─── AVAILABLE RECORDS

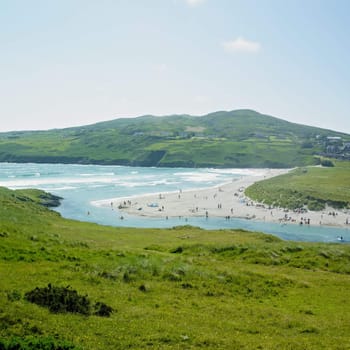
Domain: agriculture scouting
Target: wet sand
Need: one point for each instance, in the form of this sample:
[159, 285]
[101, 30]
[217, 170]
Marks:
[227, 201]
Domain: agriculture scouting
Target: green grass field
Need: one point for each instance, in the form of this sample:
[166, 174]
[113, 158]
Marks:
[314, 187]
[181, 288]
[236, 139]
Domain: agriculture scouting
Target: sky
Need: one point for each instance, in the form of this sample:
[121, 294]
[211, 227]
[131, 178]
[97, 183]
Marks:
[75, 62]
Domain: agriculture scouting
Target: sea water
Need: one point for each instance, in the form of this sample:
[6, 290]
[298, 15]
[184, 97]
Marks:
[80, 185]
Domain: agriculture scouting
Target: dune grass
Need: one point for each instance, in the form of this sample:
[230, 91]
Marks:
[314, 187]
[180, 288]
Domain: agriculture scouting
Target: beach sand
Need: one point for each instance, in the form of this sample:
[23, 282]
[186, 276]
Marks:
[227, 201]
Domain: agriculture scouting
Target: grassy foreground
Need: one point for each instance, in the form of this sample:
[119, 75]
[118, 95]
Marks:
[314, 187]
[181, 288]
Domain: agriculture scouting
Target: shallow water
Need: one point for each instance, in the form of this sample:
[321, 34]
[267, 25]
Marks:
[79, 185]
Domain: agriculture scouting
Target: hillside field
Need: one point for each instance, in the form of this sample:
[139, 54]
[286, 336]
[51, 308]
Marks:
[235, 139]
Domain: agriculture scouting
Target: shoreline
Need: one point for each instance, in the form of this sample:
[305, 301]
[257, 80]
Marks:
[226, 201]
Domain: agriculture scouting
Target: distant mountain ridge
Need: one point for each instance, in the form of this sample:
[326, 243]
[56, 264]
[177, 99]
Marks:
[240, 138]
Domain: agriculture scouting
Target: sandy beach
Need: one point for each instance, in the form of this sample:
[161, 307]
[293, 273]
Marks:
[227, 201]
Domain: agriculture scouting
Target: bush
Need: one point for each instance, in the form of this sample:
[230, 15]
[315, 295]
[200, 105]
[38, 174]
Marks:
[31, 343]
[65, 299]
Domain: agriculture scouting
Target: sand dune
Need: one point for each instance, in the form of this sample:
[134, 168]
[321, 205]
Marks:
[227, 200]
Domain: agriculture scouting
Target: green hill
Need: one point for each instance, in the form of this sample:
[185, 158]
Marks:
[180, 288]
[241, 138]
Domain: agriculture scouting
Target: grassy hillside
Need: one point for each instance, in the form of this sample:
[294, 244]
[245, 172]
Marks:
[181, 288]
[240, 138]
[314, 187]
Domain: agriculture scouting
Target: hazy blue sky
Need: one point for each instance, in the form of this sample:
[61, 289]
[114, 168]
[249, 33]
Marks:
[75, 62]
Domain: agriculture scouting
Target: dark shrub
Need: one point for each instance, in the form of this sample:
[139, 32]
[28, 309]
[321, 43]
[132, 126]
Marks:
[65, 299]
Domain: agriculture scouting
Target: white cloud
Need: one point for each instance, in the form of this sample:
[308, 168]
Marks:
[194, 3]
[162, 67]
[241, 45]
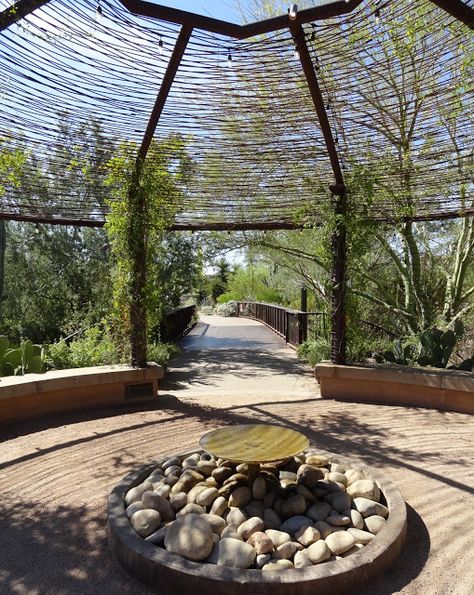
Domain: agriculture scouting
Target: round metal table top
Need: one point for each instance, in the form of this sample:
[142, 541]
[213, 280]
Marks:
[254, 443]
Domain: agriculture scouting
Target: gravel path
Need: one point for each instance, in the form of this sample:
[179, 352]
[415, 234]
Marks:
[55, 475]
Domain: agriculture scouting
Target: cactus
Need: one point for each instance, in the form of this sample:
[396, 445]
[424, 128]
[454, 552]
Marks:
[25, 359]
[436, 347]
[400, 354]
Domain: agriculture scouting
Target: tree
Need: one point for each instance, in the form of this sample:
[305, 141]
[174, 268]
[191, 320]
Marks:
[145, 202]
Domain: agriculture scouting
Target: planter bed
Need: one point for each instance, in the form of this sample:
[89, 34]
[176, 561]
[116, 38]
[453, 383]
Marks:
[35, 395]
[448, 390]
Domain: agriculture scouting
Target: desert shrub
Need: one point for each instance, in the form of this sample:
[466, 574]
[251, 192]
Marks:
[227, 309]
[314, 351]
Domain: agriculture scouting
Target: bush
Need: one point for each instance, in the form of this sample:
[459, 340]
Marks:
[162, 353]
[227, 309]
[96, 348]
[314, 351]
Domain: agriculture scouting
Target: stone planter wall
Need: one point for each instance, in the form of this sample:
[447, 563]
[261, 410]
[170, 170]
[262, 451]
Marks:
[36, 395]
[448, 390]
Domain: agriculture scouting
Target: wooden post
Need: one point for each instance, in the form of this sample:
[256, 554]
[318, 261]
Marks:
[304, 299]
[338, 245]
[137, 250]
[137, 236]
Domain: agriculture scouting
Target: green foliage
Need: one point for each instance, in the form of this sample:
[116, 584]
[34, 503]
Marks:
[433, 347]
[162, 353]
[252, 283]
[314, 351]
[144, 203]
[57, 281]
[225, 309]
[95, 348]
[25, 359]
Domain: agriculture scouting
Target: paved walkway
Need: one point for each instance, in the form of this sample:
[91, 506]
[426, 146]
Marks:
[241, 359]
[55, 474]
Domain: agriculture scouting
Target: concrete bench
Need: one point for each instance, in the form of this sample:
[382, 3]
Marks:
[35, 395]
[448, 390]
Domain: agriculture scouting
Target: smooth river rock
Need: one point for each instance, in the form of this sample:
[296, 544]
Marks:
[362, 537]
[278, 565]
[277, 537]
[364, 488]
[259, 488]
[250, 526]
[236, 516]
[318, 552]
[301, 559]
[145, 522]
[375, 523]
[261, 542]
[309, 476]
[219, 506]
[191, 537]
[295, 523]
[287, 550]
[319, 511]
[232, 552]
[240, 497]
[368, 507]
[340, 542]
[307, 535]
[207, 497]
[294, 506]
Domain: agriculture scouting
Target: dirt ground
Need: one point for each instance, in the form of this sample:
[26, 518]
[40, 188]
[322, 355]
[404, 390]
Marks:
[55, 476]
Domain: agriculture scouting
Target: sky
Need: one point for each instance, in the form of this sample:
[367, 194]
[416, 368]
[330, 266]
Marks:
[224, 10]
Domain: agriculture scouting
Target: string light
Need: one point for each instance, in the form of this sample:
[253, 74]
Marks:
[317, 64]
[377, 16]
[98, 12]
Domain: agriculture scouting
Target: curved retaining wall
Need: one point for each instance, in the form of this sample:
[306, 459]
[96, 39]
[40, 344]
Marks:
[170, 574]
[448, 390]
[36, 395]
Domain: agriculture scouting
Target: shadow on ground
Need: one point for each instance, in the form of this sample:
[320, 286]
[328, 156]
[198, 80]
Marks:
[206, 368]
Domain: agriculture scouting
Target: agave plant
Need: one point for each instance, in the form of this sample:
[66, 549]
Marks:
[28, 358]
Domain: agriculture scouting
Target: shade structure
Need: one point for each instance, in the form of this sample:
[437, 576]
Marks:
[245, 111]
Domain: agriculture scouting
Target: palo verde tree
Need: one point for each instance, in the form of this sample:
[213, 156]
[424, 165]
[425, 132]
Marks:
[145, 202]
[12, 161]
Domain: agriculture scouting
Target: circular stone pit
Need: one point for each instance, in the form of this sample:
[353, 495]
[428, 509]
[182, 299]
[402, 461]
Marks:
[348, 568]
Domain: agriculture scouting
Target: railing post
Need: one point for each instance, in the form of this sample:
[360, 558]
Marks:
[302, 327]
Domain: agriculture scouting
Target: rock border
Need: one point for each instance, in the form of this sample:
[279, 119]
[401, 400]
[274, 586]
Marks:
[169, 574]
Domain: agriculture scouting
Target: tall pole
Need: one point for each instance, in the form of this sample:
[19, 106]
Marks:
[338, 278]
[137, 224]
[338, 191]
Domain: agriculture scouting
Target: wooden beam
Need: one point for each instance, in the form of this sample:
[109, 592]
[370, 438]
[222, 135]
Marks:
[19, 10]
[182, 17]
[165, 88]
[313, 86]
[458, 10]
[223, 226]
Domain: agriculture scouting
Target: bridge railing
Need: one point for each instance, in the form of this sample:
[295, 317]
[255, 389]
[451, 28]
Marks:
[294, 326]
[177, 322]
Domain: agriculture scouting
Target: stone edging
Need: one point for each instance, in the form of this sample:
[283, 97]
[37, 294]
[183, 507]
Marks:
[36, 395]
[448, 390]
[170, 574]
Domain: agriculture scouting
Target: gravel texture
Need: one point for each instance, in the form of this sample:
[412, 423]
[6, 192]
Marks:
[55, 475]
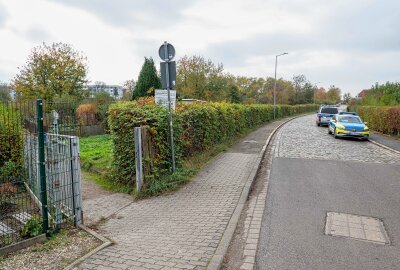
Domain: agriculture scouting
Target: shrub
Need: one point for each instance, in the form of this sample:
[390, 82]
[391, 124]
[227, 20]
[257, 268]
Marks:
[197, 127]
[11, 144]
[86, 114]
[32, 228]
[381, 118]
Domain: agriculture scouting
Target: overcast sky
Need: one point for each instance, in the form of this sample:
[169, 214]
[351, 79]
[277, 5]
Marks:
[350, 44]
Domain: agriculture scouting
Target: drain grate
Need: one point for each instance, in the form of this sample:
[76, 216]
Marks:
[356, 227]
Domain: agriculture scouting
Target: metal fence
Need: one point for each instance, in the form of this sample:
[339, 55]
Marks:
[39, 170]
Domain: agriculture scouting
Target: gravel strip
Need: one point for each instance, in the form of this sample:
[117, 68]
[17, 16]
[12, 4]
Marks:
[61, 250]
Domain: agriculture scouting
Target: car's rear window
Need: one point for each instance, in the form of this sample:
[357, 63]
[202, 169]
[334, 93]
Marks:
[329, 110]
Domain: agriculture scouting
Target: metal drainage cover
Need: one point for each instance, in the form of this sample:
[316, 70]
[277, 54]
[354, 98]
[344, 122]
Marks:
[356, 227]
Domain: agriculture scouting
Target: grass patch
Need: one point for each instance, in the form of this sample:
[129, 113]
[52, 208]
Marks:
[96, 158]
[106, 184]
[191, 166]
[96, 153]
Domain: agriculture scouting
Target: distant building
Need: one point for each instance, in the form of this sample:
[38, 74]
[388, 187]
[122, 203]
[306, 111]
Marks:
[362, 94]
[115, 91]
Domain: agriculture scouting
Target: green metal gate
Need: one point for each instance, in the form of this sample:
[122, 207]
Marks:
[39, 170]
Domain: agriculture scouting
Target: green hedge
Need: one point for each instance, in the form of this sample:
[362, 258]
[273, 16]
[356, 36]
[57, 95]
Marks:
[197, 127]
[11, 143]
[381, 118]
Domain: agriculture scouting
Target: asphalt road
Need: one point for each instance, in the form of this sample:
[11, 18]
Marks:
[312, 174]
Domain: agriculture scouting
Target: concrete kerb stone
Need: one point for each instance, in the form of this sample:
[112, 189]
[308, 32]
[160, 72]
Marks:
[105, 244]
[218, 257]
[384, 146]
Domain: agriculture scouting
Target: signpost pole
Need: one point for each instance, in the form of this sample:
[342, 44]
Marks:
[171, 130]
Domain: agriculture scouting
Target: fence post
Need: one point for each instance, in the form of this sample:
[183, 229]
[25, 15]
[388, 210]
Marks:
[138, 158]
[75, 180]
[42, 168]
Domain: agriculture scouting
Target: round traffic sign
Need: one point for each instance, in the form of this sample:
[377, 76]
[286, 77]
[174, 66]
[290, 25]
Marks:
[166, 52]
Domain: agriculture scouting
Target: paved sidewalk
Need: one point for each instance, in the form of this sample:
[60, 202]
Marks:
[385, 140]
[184, 229]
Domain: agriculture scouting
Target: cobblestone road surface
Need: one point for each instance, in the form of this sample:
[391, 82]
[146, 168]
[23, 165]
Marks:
[312, 174]
[303, 139]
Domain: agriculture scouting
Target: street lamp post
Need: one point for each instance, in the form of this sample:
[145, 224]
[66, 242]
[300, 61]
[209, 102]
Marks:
[276, 65]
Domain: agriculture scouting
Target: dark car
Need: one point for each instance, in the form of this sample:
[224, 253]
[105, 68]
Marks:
[325, 114]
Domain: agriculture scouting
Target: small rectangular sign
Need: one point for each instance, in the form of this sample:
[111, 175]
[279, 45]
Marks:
[171, 73]
[161, 97]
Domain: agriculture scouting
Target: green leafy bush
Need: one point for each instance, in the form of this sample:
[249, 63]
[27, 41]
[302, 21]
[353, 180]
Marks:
[11, 143]
[381, 118]
[197, 127]
[32, 228]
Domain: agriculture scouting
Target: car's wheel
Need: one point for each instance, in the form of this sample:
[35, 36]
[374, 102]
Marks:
[335, 134]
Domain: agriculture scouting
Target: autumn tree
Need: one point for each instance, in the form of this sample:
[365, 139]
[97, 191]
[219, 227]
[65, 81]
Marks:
[52, 71]
[148, 80]
[202, 79]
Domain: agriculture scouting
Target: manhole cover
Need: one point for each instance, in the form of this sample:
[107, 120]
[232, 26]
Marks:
[356, 227]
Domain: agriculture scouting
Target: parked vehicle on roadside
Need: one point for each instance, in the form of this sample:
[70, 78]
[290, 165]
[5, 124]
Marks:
[351, 113]
[347, 125]
[325, 114]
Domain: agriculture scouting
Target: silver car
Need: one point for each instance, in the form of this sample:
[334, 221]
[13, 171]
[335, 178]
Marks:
[325, 114]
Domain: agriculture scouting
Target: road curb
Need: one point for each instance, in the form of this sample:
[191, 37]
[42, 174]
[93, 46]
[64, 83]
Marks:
[384, 146]
[106, 243]
[218, 257]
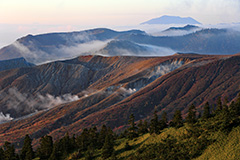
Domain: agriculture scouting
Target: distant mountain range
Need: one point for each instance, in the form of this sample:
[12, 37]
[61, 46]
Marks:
[67, 96]
[172, 20]
[14, 63]
[185, 28]
[45, 48]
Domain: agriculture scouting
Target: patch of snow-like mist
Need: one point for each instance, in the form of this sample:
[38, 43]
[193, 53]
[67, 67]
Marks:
[163, 69]
[5, 118]
[36, 55]
[29, 104]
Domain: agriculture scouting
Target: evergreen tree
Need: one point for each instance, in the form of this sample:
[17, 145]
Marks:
[56, 152]
[142, 127]
[154, 124]
[93, 137]
[163, 121]
[108, 149]
[234, 108]
[219, 105]
[27, 151]
[102, 136]
[9, 151]
[83, 140]
[177, 120]
[132, 130]
[46, 147]
[206, 111]
[1, 154]
[191, 117]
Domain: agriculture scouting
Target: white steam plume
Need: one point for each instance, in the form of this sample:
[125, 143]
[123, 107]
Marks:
[5, 118]
[30, 104]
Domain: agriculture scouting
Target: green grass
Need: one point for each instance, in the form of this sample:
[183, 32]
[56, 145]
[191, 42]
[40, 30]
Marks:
[225, 147]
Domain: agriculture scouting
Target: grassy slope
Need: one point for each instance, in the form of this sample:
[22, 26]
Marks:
[225, 146]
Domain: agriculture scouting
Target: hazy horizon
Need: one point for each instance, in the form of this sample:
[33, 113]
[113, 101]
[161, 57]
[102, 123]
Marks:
[19, 18]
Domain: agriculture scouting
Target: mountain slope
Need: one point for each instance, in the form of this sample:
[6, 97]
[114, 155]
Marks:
[118, 87]
[14, 63]
[44, 48]
[172, 20]
[205, 41]
[56, 46]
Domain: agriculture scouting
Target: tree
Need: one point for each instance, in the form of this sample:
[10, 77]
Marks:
[102, 136]
[142, 127]
[27, 151]
[206, 111]
[9, 151]
[234, 108]
[108, 149]
[83, 140]
[191, 117]
[177, 120]
[154, 124]
[1, 154]
[219, 105]
[132, 130]
[163, 121]
[46, 147]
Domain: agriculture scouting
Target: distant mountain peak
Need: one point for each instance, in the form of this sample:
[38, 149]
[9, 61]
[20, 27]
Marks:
[185, 28]
[171, 20]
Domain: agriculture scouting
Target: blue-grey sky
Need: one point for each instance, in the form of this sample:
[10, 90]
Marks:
[18, 17]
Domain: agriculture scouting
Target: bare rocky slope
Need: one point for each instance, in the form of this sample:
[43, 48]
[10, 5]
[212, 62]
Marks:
[109, 89]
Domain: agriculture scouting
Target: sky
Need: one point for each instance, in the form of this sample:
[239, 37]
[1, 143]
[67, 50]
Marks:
[21, 17]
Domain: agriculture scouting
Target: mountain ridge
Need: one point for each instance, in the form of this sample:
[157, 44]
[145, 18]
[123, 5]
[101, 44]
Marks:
[172, 20]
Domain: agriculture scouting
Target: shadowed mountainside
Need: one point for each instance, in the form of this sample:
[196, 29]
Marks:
[49, 47]
[111, 88]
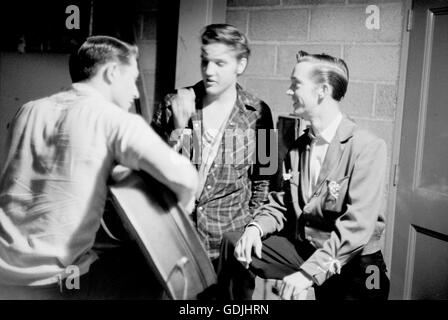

──────

EXERCISE REQUIREMENTS.
Locate each line above that contains the word "wall" and copy every such line in full.

RESPONSE BELOW.
Target: stone planter wall
Target: curved retaining wall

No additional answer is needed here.